### Given exercise
Everything from the line containing "of the metal" through the final line of the records must be transcribed verbatim; nothing else belongs in the result.

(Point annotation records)
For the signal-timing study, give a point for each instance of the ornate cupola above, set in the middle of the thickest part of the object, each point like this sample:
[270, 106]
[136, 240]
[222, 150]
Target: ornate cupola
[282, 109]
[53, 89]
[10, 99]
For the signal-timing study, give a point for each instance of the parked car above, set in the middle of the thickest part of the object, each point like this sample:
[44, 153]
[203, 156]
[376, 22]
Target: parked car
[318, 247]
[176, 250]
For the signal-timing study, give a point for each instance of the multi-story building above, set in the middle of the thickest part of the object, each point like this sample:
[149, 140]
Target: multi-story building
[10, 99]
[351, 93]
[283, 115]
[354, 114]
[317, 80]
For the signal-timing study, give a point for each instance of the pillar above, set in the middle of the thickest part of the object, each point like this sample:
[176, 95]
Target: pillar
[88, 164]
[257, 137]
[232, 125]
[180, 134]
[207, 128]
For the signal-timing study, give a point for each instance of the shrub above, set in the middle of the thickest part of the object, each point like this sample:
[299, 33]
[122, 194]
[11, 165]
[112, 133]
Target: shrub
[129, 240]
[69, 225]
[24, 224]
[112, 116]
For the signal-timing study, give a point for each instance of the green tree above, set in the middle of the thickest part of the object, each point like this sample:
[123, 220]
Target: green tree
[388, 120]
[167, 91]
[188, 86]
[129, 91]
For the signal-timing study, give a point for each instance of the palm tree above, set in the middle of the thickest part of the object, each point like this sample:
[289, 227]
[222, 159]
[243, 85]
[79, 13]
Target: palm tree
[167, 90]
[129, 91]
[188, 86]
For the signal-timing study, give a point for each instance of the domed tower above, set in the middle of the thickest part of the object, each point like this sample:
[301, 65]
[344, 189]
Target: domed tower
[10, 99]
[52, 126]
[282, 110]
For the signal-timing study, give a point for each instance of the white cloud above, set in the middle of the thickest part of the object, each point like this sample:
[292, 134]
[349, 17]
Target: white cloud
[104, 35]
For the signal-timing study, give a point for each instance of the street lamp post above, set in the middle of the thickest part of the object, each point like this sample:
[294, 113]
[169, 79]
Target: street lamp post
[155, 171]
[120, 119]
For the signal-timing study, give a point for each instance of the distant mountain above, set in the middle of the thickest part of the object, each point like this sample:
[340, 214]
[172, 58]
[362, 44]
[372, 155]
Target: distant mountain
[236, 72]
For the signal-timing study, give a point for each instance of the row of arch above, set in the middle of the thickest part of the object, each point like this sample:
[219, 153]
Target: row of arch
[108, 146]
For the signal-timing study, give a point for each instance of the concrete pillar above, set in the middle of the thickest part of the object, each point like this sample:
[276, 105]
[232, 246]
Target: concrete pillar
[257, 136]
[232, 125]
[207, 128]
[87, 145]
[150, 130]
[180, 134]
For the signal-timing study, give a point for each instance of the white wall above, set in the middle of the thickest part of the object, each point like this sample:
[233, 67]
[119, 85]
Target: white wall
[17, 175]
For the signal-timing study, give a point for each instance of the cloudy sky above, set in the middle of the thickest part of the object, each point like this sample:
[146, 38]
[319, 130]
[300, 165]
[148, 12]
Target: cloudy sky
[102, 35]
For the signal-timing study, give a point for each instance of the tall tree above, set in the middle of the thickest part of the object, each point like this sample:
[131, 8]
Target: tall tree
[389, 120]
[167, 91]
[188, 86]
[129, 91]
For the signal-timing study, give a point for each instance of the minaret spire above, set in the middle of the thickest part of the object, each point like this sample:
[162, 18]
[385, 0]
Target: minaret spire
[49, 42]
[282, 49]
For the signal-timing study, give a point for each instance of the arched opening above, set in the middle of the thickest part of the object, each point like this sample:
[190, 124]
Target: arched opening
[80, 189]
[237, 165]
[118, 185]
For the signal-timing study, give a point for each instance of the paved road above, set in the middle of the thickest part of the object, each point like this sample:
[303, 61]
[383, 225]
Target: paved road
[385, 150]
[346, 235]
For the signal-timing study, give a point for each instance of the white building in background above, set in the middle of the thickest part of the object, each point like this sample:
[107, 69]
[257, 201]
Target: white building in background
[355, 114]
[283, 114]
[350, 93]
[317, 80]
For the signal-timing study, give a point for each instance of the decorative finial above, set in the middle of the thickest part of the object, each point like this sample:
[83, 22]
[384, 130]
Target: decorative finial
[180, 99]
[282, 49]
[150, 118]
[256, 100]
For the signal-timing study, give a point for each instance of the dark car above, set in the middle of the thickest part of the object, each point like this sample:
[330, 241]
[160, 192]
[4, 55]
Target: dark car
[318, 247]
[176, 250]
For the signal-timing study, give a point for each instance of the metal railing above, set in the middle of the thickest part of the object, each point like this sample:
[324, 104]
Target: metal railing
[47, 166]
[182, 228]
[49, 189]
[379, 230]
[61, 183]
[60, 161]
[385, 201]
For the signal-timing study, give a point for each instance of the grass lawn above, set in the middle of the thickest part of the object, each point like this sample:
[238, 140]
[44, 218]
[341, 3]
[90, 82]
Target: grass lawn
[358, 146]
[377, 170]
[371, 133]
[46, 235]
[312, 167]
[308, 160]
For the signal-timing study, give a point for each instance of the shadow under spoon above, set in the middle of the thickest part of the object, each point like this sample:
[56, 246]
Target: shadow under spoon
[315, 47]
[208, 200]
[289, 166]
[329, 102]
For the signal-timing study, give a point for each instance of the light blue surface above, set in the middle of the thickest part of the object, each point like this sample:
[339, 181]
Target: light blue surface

### Full output
For the signal-timing study, give a point for each instance of the metal railing above, set in the middle of the thickest part of the object, each point like this sample:
[324, 104]
Target: metal railing
[47, 166]
[182, 228]
[49, 189]
[379, 230]
[61, 183]
[60, 161]
[385, 201]
For the signal-timing study, give a point for each instance of the grass lawn above, set in the middle of the thickest part of the object, each point like this sample:
[238, 140]
[44, 218]
[341, 3]
[90, 82]
Target: grass lawn
[358, 146]
[377, 170]
[371, 133]
[46, 235]
[312, 167]
[308, 160]
For the signal-timing study, give a point for each instance of the shadow under spoon above, set in the middle of the thickest part of the object, each point like this sample:
[56, 246]
Target: shadow under spoon
[315, 47]
[208, 200]
[289, 166]
[329, 102]
For the signal-timing study, give a point for each instance of the light blue surface above, set in the middle of the thickest part of the object, each point like this sample:
[339, 181]
Target: light blue surface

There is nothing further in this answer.